What you have to do
Continue the forum post comparing Fortran and C matrix multiplication speed, starting right after its final sentence.

Passage provided
• • • •
I am doing comparison between Fortran and C programming language for matrix operations.
This time I have written two files (matmul.c and matmul.f90) that both do the same thing, i.e. multiply matrices A and B - which are both square matrices of size N by N.
In both files I have implemented loop blocking and I considered efficient memory access for better performance. However, Fortran is significantly faster for the multiplication of matrix A and B. When N is equal to 1024, Fortran is about three times faster. In that case, C takes about 0.57 seconds to complete matrix multiplication, while Fortran takes 0.18 seconds to complete matrix multiplication.
Can anyone take a look at my codes and tell me what can be done to reduce this difference.
• • • •
Provided material
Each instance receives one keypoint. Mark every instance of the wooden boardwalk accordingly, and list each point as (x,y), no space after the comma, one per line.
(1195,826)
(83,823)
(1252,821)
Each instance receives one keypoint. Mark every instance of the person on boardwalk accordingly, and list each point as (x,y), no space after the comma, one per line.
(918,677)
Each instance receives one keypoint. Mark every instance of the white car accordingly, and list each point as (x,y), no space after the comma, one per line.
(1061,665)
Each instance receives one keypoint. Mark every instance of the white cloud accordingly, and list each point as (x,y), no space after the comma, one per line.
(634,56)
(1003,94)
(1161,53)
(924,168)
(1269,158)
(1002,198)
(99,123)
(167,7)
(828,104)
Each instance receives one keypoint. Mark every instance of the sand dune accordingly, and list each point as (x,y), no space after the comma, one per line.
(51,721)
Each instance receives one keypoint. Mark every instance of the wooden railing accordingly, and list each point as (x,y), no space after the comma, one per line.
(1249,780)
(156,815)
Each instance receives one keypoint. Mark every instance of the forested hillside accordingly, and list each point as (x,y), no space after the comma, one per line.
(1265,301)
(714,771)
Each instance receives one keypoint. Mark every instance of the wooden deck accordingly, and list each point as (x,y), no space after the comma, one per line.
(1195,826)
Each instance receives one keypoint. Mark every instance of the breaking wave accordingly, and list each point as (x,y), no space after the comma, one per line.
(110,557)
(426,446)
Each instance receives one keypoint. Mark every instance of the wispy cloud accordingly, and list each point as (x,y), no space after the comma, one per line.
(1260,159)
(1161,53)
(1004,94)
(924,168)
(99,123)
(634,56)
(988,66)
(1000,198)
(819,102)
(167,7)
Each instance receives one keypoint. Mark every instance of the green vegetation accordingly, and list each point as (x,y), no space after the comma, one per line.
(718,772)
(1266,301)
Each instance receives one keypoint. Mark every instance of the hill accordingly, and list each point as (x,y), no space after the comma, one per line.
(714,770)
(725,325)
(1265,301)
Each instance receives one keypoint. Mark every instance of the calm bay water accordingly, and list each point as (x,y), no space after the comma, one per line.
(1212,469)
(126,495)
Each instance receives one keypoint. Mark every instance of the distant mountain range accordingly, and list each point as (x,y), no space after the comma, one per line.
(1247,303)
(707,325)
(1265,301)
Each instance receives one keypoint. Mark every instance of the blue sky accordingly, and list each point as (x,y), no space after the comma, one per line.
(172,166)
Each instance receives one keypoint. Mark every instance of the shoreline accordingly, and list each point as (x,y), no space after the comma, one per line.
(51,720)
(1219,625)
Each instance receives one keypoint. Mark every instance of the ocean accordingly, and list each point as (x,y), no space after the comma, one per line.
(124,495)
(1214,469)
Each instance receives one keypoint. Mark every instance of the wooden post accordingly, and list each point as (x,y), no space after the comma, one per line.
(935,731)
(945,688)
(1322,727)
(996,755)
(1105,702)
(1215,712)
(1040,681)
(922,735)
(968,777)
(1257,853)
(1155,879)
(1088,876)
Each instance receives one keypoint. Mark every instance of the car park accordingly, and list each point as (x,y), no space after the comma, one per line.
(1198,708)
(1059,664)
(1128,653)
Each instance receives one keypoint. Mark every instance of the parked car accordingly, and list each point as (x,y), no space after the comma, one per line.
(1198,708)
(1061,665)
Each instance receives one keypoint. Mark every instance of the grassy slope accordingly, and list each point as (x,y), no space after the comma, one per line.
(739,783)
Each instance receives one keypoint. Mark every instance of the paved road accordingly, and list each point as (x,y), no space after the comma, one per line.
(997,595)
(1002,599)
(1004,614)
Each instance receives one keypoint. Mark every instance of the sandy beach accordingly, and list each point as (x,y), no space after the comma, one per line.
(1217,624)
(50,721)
• • • •
Exercise response
I am running Windows 10, with intel i7-6700 cpu and 16 GB of RAM. For compilation I am using MinGW 14.2.
In order to compile matmul.f90 file I have used this command in cmd:
gfortran -O3 -march=native -funroll-all-loops matmul.f90
In order to compile matmul.c file I have used this command in cmd:
gcc -O3 -march=native -funroll-all-loops matmul.c
Here is the fortran code:
program matmul_fortran
implicit none
integer, parameter :: N = 1024 ! matrix size
integer, parameter :: BLOCK_SIZE = 32 ! block size
real(8), dimension(N, N) :: A, B, C
integer :: i, j, k, i_block, j_block, k_block
real(8) :: start, finish, temp
! initialize matrices A and B with random values
call random_seed()
call random_number(A)
call random_number(B)
C = 0.0 ! set matrix C to zero values
call cpu_time(start)
! multiplication
do i_block = 1, N, BLOCK_SIZE
do j_block = 1, N, BLOCK_SIZE
do k_block = 1, N, BLOCK_SIZE
do i = i_block, min(i_block + BLOCK_SIZE - 1, N)
do j = j_block, min(j_block + BLOCK_SIZE - 1, N)
do k = k_block, min(k_block + BLOCK_SIZE - 1, N)
C(k, i) = C(k, i) + A(k, j)*B(j, i)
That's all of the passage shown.